4.6 It is the case of the petitioner that the impugned order categorically observed that no reply to the show-cause notice was given which was factually incorrect since the petitioner has asked adjournment on 28.02.2025 as well as given reply on 10.03.2025 along with ten enclosures.
4.7 It is the case of the petitioner that the impugned order is passed without considering and making factual incorrect statement with regard to reply dated 10.03.2025 and 11.03.2025.
5 In view of the facts mentioned hereinabove, learned advocate Mr.Ketan Shah for the petitioner made the following submissions:
5.1 That the impugned order dated 11.03.2025 suffers from illegality as it is passed in violation of principles of natural justice, insomuch as, the material evidence regarding the proposed evidences, more specifically the replies dated 10.03.2025 and 11.03.2025 were never considered by the respondent before passing the Assessment Order which caused grave prejudice to the petitioner- assessee.
5.2 That in view of the voluminous evidences filed by the assessee – petitioner with regard to each and every addition made in the order, the additions made ought to have been deleted, which is not so done by the Assessing Officer, which shows non-applicability of mind by the respondent – Assessing Officer. Thus, as the order is suffering from the vice of illegality, the same needs to be quashed.
◇ ◇ ◇
§ EXERCISE SET
1. Please copy the records line for line, starting at the first line of the records and ending at the line that contains "[(1051, 497), (1002, 489), (1024, 492)]", with both of those lines included.
2. Continue the passage on the petitioner's challenge to the assessment order, picking up after its final sentence.
◇ ◇ ◇
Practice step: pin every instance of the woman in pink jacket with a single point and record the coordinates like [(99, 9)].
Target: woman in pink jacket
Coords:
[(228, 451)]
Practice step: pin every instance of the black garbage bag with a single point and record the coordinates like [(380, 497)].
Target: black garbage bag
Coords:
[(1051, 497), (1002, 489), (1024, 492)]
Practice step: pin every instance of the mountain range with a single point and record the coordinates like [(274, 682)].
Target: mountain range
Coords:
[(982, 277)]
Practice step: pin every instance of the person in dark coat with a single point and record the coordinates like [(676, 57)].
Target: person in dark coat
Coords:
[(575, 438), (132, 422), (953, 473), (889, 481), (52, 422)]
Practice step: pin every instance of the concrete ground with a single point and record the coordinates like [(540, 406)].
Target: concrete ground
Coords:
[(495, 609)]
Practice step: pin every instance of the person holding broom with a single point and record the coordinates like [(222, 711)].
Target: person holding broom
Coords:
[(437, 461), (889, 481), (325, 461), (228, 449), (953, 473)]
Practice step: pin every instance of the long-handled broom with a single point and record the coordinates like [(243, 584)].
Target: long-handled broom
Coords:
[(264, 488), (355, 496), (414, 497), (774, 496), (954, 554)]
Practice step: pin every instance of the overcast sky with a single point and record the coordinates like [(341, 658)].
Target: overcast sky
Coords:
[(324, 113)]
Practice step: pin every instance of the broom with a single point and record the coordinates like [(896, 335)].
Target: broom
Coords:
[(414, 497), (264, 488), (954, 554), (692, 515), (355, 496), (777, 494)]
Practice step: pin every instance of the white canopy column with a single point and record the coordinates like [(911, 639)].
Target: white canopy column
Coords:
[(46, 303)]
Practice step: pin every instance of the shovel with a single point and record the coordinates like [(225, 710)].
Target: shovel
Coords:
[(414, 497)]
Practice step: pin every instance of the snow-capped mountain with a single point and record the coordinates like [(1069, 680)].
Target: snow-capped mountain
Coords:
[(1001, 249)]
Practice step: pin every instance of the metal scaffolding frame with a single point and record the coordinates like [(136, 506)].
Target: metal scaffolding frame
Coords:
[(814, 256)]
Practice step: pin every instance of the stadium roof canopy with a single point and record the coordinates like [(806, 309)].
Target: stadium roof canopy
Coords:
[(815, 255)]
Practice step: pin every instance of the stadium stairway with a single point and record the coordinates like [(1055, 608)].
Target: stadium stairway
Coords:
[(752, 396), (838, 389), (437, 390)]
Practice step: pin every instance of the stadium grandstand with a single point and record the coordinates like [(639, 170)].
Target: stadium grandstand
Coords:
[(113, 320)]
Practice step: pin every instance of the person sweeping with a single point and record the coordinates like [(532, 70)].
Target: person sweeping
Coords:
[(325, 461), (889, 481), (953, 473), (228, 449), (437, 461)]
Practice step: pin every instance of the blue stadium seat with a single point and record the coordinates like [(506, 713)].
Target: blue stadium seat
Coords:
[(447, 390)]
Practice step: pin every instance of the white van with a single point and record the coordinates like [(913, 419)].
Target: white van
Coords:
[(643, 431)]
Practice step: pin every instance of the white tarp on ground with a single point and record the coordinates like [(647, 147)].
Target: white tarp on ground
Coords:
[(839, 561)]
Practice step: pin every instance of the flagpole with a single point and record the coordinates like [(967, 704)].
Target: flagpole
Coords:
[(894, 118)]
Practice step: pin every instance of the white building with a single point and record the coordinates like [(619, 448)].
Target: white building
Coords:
◇ ◇ ◇
§ PER-TASK OUTPUTS
1.
Practice step: pin every instance of the woman in pink jacket with a single point and record the coordinates like [(99, 9)].
Target: woman in pink jacket
Coords:
[(228, 451)]
Practice step: pin every instance of the black garbage bag with a single point and record the coordinates like [(380, 497)].
Target: black garbage bag
Coords:
[(1051, 497), (1002, 489), (1024, 492)]

2.
5.3 It was further submitted that in view of settled legal proposition of law, a reasoned Assessment Order needs to be passed by the Assessing Officer only after due consideration of evidences and replies filed by the assessee and also giving the reasons for non acceptance of replies by the assessee. In the present case, since the Assessing Officer has failed in passing a reasoned Assessment Order as per settled legal proposition, the same is violative of principles of natural justice and hence is required to be quashed.
6 Per Contra, Ms. Maithili Mehta learned Senior Standing Counsel, relying on the affidavit-in-reply and in particular para 11 and 15 has conceded to the fact that the Assessing Officer being aware of the facts of the reply dated 10.03.2025, the same was not considered and other statutory formality for passing the Assessment Order in the subject case had been completed. For ready reference, para 15 of the reply given by the respondent is produced herein below:
“15. I state that in view of the mentioned above despite the then Assessing Officer being aware of the facts that the assessee had submitted a reply on 10.03.2025, the same was not considered and was delayed and the other statutory formalities for passing the assessment order in the subject case had been completed.”
7 In view of the fact that the learned Senior Standing Counsel for the department could not controvert that the reply even though very much available on record was not considered by the Assessing Officer, the present petition is required to be allowed and is hereby allowed. The impugned order dated 11.03.2025 is hereby quashed and set aside and the matter is remanded to the respondent to pass a fresh order after considering the replies dated 10.03.2025 and 11.03.2025.
8.1 Such exercise shall be completed within twelve (12) weeks from the date of receipt of a copy of this order.
9 The petition is accordingly disposed of. Notice is discharged.